▸ Excerpt

Sending build context to Docker daemon 317.2MB
Step 1/5 : FROM ubuntu:22.04
---> 437ec753bef3
Step 2/5 : RUN apt-get update
---> Using cache
---> 36ece36a9a1c
Step 3/5 : RUN apt-get install python3 -y
---> Using cache
---> 243f9ff2aa56
Step 4/5 : ENV MYVAR=david
---> Using cache
---> ef48a65d545f
Step 5/5 : ENTRYPOINT ["bash"]
---> Running in 952493e489a0
---> Removed intermediate container 952493e489a0
---> a2a274001f9a
Successfully built a2a274001f9a
Successfully tagged davidpuziol/ubuntu:v3

# We didn't pass the command it will execute. When we entered it went straight to bash
docker run -it davidpuziol/ubuntu:v2
root@e0ae401dc83b:/#

Let's observe how the image grew.

▸ Written exercise A
In the Docker build excerpt, what value does step 4 give MYVAR?
▸ Written exercise B
Echo the lines of the Docker build excerpt between "# We didn't" and "the image grew.", inclusive.
The records come from a separate source, not from the Docker build excerpt.

▸ Dataset
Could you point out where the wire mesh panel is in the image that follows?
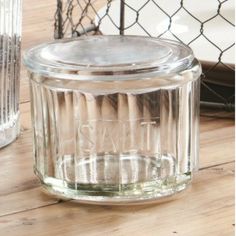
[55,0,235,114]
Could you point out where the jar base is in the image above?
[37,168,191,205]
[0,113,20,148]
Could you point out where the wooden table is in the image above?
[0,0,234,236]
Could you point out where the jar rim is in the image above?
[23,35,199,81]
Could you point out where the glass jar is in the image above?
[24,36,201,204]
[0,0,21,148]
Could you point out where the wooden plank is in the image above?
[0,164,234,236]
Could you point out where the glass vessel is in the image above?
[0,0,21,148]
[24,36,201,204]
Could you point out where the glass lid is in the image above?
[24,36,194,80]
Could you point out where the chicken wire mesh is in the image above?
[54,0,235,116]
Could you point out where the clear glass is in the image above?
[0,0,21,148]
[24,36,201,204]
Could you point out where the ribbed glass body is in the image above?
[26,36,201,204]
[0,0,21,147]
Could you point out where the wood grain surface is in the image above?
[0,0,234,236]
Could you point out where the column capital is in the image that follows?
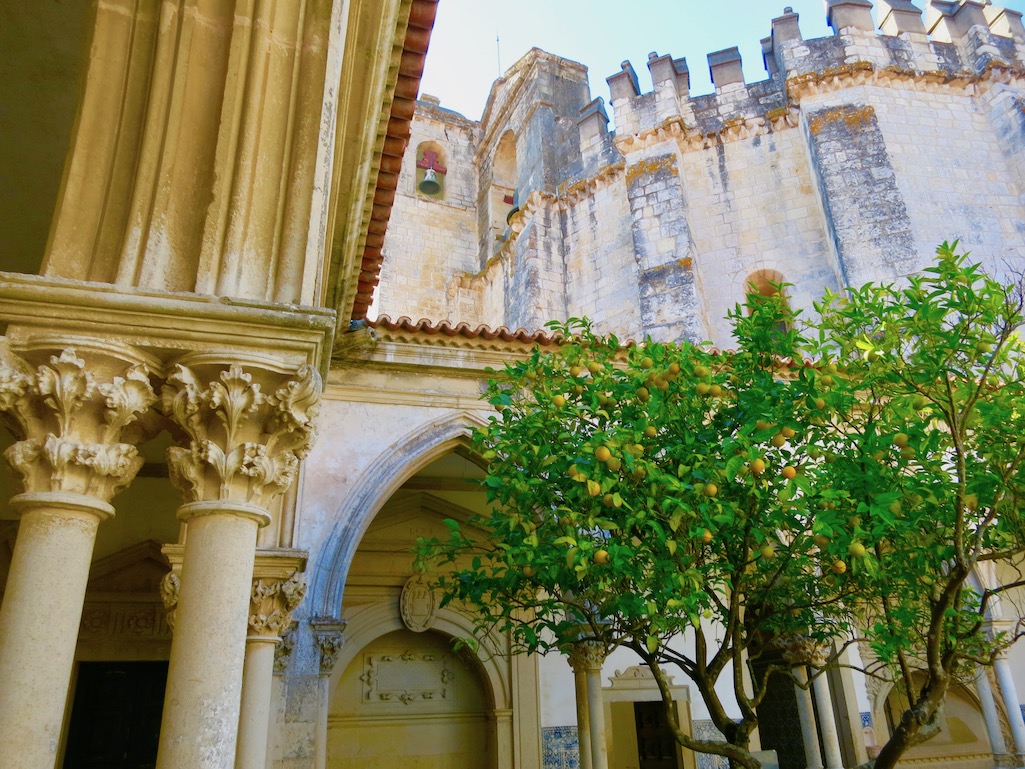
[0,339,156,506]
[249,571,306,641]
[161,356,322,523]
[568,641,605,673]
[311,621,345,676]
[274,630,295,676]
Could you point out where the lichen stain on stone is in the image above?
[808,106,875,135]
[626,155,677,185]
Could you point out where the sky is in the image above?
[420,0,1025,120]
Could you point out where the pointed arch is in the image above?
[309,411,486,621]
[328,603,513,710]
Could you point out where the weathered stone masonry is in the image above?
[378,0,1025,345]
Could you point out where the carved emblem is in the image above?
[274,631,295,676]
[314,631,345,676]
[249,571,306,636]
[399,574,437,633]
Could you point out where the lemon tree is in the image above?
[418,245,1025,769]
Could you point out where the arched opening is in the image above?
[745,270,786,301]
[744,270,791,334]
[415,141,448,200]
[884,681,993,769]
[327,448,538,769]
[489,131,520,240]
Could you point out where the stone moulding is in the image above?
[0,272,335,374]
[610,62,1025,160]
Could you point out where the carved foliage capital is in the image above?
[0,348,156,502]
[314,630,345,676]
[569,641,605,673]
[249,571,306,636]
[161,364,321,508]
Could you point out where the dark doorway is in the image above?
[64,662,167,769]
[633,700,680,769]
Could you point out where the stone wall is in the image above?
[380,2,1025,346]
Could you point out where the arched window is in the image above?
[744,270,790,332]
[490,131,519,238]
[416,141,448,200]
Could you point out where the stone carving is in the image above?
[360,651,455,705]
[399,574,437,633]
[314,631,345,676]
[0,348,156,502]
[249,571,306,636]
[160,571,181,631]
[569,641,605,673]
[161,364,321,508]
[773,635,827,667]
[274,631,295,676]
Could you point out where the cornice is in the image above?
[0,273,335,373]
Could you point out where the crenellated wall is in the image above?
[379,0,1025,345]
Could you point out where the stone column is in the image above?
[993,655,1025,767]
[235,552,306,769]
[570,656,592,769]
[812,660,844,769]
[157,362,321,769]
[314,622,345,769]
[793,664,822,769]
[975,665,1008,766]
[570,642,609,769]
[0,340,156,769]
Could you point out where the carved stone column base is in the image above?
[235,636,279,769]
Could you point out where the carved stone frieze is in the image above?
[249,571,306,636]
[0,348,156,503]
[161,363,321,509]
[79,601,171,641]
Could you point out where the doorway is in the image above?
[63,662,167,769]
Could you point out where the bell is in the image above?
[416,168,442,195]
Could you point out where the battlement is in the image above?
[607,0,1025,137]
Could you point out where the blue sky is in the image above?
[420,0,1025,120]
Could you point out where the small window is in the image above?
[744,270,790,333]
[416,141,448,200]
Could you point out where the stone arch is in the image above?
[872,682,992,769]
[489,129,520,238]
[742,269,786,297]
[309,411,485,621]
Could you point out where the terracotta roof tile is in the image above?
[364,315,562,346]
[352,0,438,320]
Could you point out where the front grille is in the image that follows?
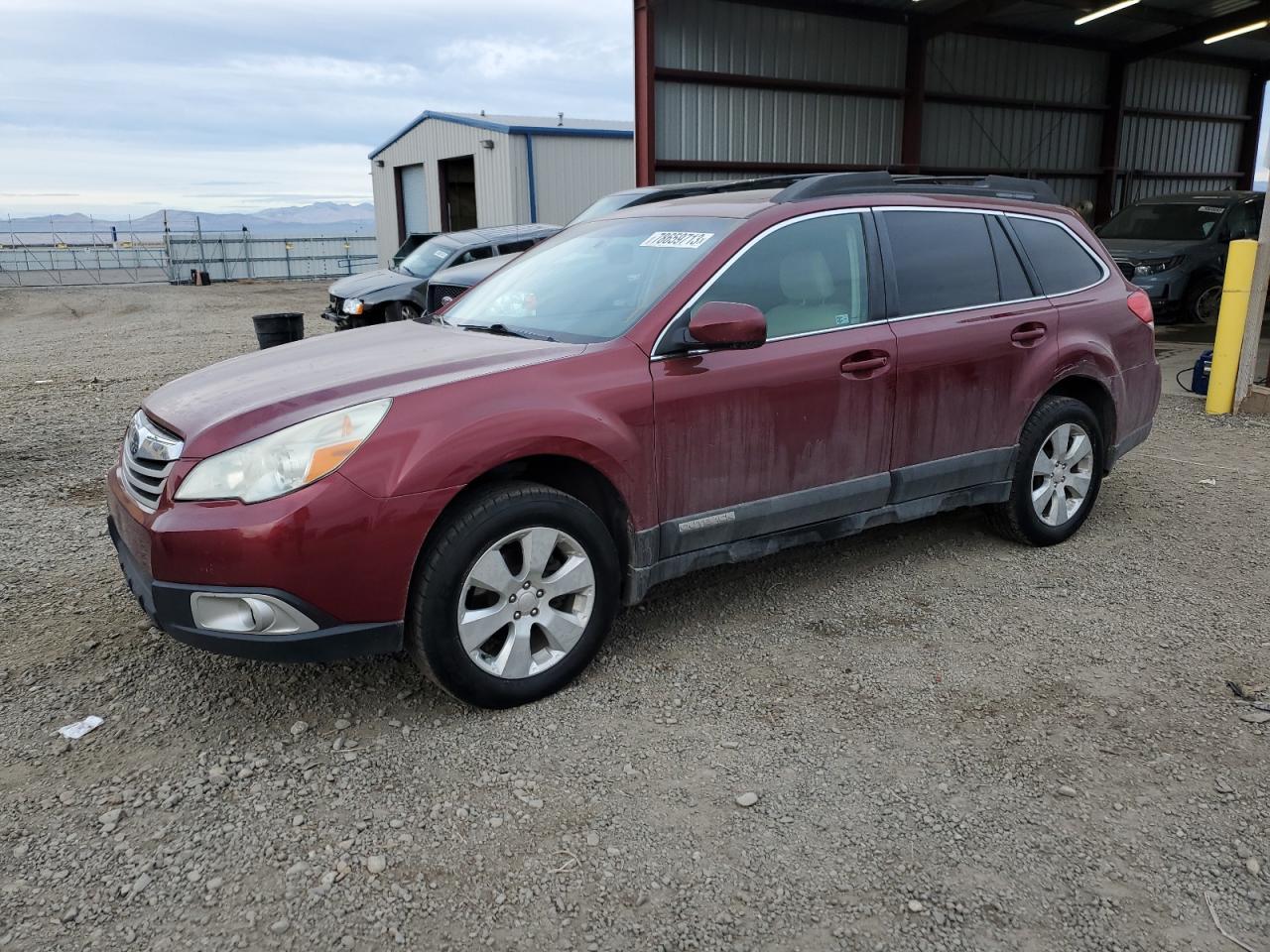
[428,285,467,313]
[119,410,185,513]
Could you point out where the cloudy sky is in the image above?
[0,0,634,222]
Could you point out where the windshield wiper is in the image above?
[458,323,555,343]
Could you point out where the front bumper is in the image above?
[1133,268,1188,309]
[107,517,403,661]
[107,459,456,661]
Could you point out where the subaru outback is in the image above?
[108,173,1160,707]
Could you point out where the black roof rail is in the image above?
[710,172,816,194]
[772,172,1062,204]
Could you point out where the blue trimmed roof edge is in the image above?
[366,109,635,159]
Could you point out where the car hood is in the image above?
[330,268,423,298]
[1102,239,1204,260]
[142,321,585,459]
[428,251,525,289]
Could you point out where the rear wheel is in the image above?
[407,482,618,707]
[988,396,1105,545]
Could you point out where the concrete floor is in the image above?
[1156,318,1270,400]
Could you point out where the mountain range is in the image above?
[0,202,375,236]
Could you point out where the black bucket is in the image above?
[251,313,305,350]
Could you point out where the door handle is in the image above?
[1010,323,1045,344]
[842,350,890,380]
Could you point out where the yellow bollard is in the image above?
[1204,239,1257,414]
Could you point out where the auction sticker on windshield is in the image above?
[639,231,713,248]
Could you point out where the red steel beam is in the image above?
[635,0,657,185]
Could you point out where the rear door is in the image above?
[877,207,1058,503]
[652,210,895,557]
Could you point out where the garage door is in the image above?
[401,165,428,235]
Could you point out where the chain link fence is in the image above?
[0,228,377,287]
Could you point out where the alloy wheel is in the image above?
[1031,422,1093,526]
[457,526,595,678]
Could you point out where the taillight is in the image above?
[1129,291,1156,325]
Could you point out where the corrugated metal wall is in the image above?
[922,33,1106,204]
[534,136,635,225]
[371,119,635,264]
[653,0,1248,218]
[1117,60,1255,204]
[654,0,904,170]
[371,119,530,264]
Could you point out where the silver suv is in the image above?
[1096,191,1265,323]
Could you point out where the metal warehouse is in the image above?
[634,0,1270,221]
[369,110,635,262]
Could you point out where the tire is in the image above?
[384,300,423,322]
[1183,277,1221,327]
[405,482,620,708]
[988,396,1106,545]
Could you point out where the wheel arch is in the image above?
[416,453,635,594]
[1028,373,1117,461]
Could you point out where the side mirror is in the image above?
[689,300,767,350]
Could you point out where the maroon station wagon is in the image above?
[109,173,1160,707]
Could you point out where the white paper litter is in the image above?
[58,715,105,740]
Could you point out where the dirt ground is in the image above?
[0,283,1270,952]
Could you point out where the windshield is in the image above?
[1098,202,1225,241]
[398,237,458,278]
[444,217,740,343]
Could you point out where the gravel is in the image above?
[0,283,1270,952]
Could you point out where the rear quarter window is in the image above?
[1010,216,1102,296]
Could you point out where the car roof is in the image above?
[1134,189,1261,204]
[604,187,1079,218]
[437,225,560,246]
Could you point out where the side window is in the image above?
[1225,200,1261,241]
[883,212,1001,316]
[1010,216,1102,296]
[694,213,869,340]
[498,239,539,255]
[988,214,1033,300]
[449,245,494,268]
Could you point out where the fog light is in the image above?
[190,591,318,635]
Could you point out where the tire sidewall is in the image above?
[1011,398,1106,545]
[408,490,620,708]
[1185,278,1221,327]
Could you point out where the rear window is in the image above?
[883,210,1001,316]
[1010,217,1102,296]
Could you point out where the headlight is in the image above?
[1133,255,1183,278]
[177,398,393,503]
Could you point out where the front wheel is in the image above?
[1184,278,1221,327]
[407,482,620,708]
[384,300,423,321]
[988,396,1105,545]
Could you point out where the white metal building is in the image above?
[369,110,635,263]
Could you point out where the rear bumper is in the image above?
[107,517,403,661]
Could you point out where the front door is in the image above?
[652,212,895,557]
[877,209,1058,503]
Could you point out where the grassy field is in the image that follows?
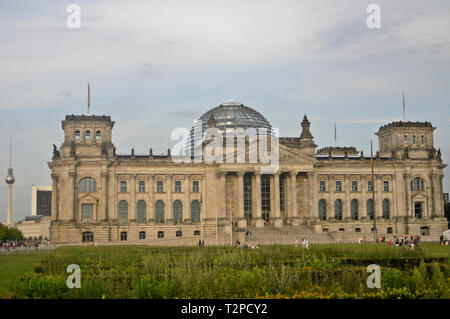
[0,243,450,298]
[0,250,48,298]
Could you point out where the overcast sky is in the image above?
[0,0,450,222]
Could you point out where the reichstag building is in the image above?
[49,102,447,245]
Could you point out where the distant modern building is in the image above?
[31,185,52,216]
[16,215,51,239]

▸ Exercise answer A
MYVAR is set to david.

▸ Exercise answer B
# We didn't pass the command it will execute. When we entered it went straight to bash
docker run -it davidpuziol/ubuntu:v2
root@e0ae401dc83b:/#

Let's observe how the image grew.